== Exercise prompt ==
How would the passage below on food processing costs and farm prices go on? Continue that passage after its final sentence.

== Extract ==
We find that the share of agricultural materials in processor costs fell during 1972–92, along with the sensitivity of food prices to farm prices. We also find that the direct effect of disembodied technical change in food processing has been agricultural materials-saving, likely induced by changes in product demand. But technological change eased substitution among factor inputs during the period, particularly in the 1980s, leading to a more price-elastic agricultural demand and lower relative farm prices, and muting the effects of direct technical change on agricultural demand. Moreover, we find that improved quality of agricultural materials meant that effective prices for those inputs fell even faster—relative to other input prices—than measured prices, inducing more substitution toward agricultural materials, and further limiting the effects of changes in consumption patterns.
The Model
Our framework assumes that food processors choose inputs to minimize costs, given input prices and output levels faced in supply- and demand-side markets. The cost model is specified in terms of true economic or “effective” prices, to recognize that effective prices for some inputs may not be equivalent to their measured counterparts, due to imperfect markets or measurement associated with quasi-fixities, deviations from perfect competition, or innovation and quality changes. The resulting cost model is also augmented to characterize profit-maximizing output prices and quantities, through an equality of the associated marginal cost and marginal revenue.
More formally, the technology and cost-minimizing behavior underlying the observed production structure can be represented by a total cost specification of the form TC = TC(Y, p, r), where Y is (food) output, p is a vector of variable input prices, and r is a vector of exogenous technological determinants. The TC–Y relationship, summarized by the elasticity of total cost with respect to output, εTC,Y=∂lnTC/∂lnY, represents the shape of the minimized long-run cost curve, given observed factor prices and the existing technological base. Changes in components of the p and r vectors affect this cost relationship, and thus implied overall costs and input demands. Measures of these cost structure patterns may thus be derived in terms of first and second-order elasticities with respect to these arguments of the cost function.
Internal or external adjustment costs may, however, sever the equivalence of the observed price of input xk, pk, and its true economic return or shadow value, p*k, and thus the duality underlying the cost function. In this case, observed costs exceed minimum possible long-run production costs. Other discrepancies between the observed and effective or shadow price, observationally equivalent to adjustment costs, may stem from other input market imperfections such as imperfect competition in factor markets, or unmarketed (or unmeasured) characteristics.
One way to deal with such implicit costs is to include xk instead of pk as an argument in the (variable) cost function, and thus represent the shadow value wedge as ∂TC/∂xk = pk − p*k ≠ 0.2 Alternatively, the true economic, shadow, or effective price of input xk, p*k = pk+λk, may be directly incorporated into the cost function, where λk represents the wedge between pk and p*k. This approach is particularly appealing if the cross- or interaction-terms from a model incorporating xk as an argument seem uninformative, but an imperfect market gap, λk, seems to exist (λk statistically deviates from zero).3 If instead p*k appears well approximated by pk, or λk ≈ 0, one can assume that rigidities or other input market imperfections are not binding constraints on, or determinants of, measured cost structure patterns.

[Excerpts from point annotation data]
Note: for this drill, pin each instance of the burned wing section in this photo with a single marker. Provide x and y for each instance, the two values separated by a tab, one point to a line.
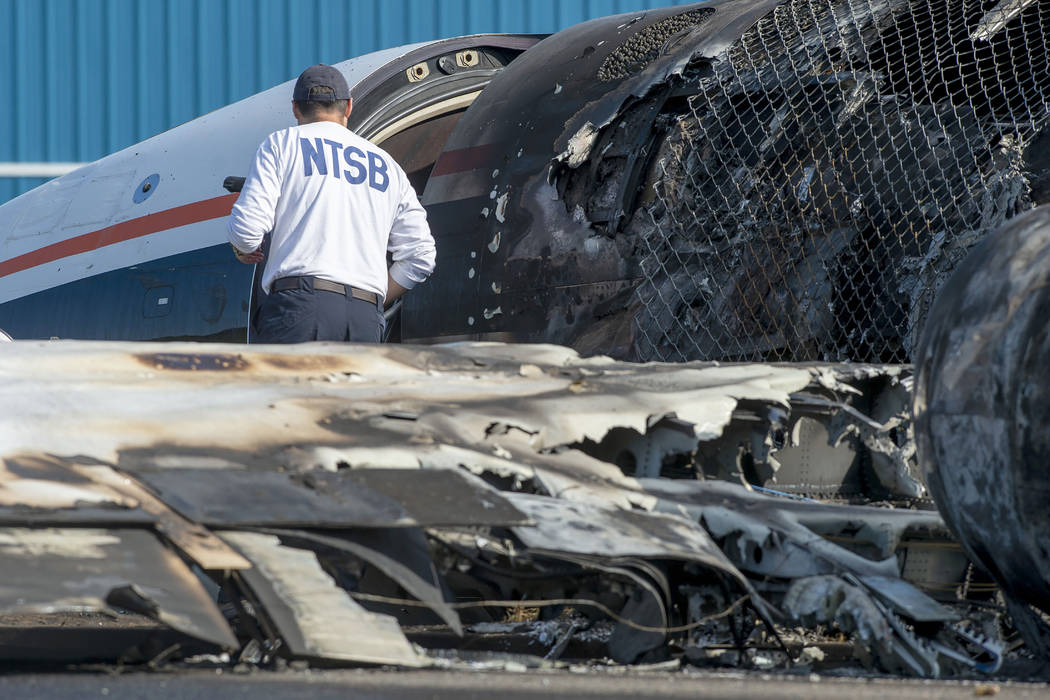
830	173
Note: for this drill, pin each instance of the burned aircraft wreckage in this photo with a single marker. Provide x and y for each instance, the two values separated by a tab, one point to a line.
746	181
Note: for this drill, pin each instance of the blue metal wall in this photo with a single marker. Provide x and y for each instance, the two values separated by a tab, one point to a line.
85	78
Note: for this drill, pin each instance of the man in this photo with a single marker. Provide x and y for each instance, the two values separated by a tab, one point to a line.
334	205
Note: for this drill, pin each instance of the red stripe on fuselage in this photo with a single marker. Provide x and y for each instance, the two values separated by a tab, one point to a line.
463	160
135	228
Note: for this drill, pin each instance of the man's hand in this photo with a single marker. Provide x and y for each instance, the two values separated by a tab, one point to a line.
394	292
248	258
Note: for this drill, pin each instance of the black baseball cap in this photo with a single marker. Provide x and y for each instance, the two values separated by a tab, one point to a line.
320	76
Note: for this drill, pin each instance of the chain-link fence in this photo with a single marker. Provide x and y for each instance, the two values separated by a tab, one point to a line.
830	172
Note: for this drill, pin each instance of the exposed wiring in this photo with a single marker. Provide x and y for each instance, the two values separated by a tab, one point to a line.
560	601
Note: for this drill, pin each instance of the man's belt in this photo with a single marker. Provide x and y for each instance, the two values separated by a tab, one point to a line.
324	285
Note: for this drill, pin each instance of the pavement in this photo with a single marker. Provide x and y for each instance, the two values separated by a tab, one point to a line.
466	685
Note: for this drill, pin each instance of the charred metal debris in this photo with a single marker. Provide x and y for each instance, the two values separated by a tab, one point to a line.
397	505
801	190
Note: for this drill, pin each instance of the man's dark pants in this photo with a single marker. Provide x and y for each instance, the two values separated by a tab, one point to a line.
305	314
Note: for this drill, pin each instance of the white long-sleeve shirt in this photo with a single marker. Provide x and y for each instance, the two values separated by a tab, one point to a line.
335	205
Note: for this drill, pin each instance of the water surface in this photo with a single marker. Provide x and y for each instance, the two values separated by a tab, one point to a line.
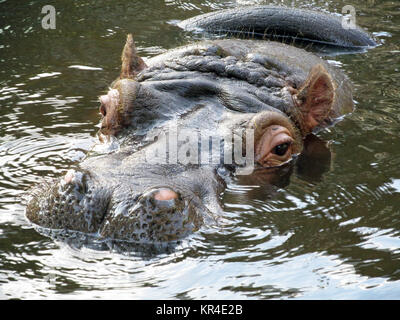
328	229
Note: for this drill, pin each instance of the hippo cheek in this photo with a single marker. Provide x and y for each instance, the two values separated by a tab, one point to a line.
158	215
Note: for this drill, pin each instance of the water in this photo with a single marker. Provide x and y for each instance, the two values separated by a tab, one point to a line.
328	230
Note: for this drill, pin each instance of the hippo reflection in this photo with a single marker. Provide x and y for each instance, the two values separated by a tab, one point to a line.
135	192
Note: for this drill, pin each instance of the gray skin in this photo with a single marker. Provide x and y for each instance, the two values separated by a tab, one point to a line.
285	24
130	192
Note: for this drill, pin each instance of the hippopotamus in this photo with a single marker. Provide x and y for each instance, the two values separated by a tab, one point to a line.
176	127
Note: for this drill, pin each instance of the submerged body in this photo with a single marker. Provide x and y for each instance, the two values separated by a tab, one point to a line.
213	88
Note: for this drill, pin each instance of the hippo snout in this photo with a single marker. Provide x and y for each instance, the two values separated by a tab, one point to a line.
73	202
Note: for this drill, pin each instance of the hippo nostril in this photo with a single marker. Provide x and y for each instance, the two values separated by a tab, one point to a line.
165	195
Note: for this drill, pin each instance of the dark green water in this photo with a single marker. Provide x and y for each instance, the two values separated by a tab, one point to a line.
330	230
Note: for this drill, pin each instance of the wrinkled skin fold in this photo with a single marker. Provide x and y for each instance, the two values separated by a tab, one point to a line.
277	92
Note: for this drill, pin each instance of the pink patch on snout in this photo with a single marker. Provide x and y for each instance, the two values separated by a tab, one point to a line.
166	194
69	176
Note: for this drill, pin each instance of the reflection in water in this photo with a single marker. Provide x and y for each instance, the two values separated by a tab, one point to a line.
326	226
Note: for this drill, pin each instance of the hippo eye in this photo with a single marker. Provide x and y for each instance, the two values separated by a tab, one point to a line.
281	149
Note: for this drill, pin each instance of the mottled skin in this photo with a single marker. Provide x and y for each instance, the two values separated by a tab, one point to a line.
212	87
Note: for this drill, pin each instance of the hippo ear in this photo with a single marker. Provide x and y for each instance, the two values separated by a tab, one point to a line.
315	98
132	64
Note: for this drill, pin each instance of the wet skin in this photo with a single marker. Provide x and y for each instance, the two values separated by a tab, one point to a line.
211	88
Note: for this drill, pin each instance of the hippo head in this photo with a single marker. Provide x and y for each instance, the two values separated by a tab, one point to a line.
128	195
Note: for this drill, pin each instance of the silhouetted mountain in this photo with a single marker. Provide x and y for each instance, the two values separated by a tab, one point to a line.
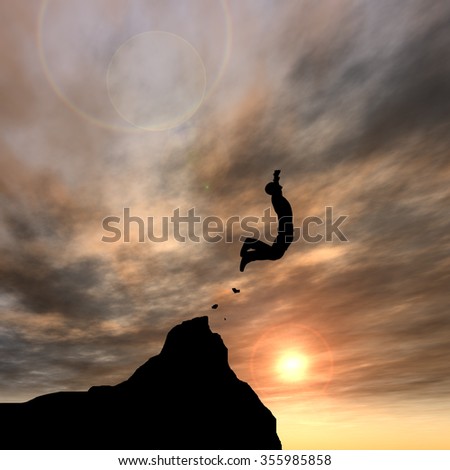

== Task output ==
For our application, after preliminary investigation of estimation patterns, we adopted an effective price framework as that most consistent with our data. The total cost function for producing output in the U.S. food-processing sector then becomes TC = TC(Y, pv, p*x, r), where pv represents the vector of observed variable input prices for factors that satisfy standard requirements for Shephard's lemma to be valid, and p*x is a vector of effective prices that deviate from observed prices by the additive factors λx.4 We found evidence of deviations between observed and effective or shadow prices for capital (K) and agricultural materials (MO), but support for an assumption of no such deviations for labor (L), energy (E), and two materials inputs (food, MF; and other, MO), with prices pL, pE, pMF, and pMO. Demand decisions for these inputs are accordingly represented by vj = ∂TC/∂pj.
The effective price of capital may be defined as p*K = pK + λK, with the wedge λk potentially attributable to capital rigidities (adjustment costs) or unmeasured taxation or quality impacts. We tested various forms for λK to establish their empirical justification in terms of significance of the parameters, robustness of the overall results, and plausibility of resulting elasticities. The specification chosen is an augmented version of an additive shift factor embodying technical change trends; λK = λK1 + λKtt + λK2t2, where t is a trend term and t2 a dummy variable reflecting post-1980 structural change. This is essentially a simple hedonic model recognizing differences in the level and trend of quality-adjusted prices not fully captured in measured pK, which might be expected to arise from internal or external adjustment costs.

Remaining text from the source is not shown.